PROBLEM TO SOLVE => Practice item. Set the material below down again exactly, with no pictures.

PROVIDED MATERIAL =>
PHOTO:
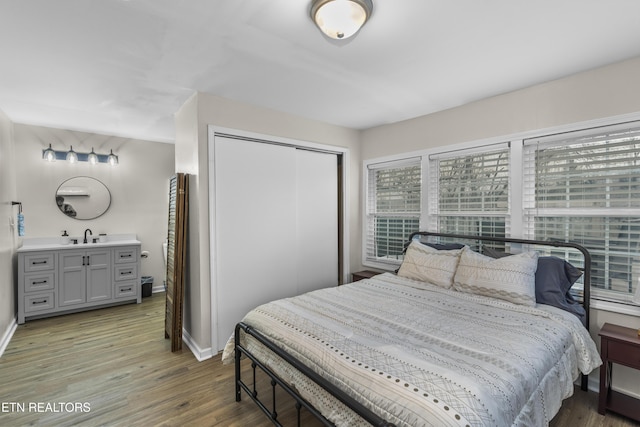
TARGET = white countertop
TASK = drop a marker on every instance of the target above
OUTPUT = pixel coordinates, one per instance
(50, 243)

EXERCISE OUTPUT =>
PHOTO:
TARGET = white countertop
TASK = drop a marker on every instance of the target above
OUTPUT = pixel coordinates, one per instance
(50, 243)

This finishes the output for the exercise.